*Page excerpt*.
▼▼▼

Globus Toolkit grid software to hit the market backed by early-stage angel funding

Tags: univa, grid computing

By Stephen Shankland

Published: 13 December 2004 09:20 GMT

The researchers who spawned the idea of grid computing will launch a company on Monday to commercialise what so far has been a very academic software project for sharing computing resources.

The company, called Univa and based near Chicago, is building its business on the Globus Toolkit, grid software that serves as an important foundation to dozens of supercomputing projects.

Rich Miller, chief operating officer of the new company, said the company will sell support and services for those who want to integrate Globus with their own products or computing operations.

Illuminata analyst Jonathan Eunice said some customers could benefit from the technology, though: those seeking to run quick but complicated financial analyses in areas such as telecommunications, financial services and transportation.

"I think finance is one of the real breakout opportunities. What is a risk-neutral price to buy a security? What is a good quality pricing that will yield maximum profit?" Eunice said. However, he cautioned, grid technology is still in its "very early days".

▲▲▲

*Extracted records*.

▼▼▼

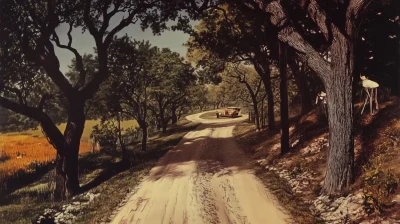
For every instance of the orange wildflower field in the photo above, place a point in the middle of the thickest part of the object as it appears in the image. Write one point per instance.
(19, 151)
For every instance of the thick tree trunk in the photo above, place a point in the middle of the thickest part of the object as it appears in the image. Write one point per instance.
(144, 137)
(174, 117)
(301, 82)
(340, 167)
(397, 86)
(284, 98)
(60, 179)
(256, 114)
(72, 134)
(121, 141)
(165, 125)
(265, 73)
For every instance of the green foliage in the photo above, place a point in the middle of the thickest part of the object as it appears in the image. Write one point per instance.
(378, 185)
(106, 134)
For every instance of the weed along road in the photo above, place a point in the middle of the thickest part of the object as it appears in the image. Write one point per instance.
(204, 179)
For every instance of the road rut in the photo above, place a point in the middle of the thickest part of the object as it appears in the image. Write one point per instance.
(204, 179)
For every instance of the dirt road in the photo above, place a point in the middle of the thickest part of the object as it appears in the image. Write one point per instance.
(205, 179)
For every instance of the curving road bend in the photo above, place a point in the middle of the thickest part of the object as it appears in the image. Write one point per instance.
(204, 179)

▲▲▲

*Exercise directions*. Pick up the news article about Univa and the Globus Toolkit where it leaves off, and add the next few paragraphs.

*Output of the task*.
For those wanting to spend money on a grid project, hiring Univa would be like paying world wide web founder Tim Berners-Lee to set up your home page.

Univa's top brass - chief executive Steve Tuecke, chief scientist Carl Kesselman and chief open-source strategist Ian Foster - run the Globus project and jointly wrote a seminal 2001 paper, The Anatomy of the Grid. Foster himself coined the term "grid" in the 1990s.

Univa's definition of grid calls for software that links a pool of computing resources - including processors, storage and networking - that applications can use with some assurance that those resources can be relied upon. "It presents a way by which the application and those resources can talk to each other and agree on what that resource is going to deliver," Tuecke said.

A grid can span different organisational boundaries, he added, and eventually, users of the technology will settle on standard plumbing, just as the web is standardised on Hypertext Transport Protocol (HTTP) and Hypertext Markup Language (HTML).

The key reason to use grids is to get more bang for the buck - by letting multiple applications share formerly separate resources or by automatically juggling priorities.

Univa has secured early-stage angel funding but expects to need more money from a venture capitalist next year. "The angel money is definitely enough to allow us to get running, but barring amazing success, I would expect going to a Series A financing at some point down the road in 2005," Tuecke said.

Univa's services will be available immediately, but its software product won't ship until 2005, Tuecke said.

Stephen Shankland writes for CNET News.com.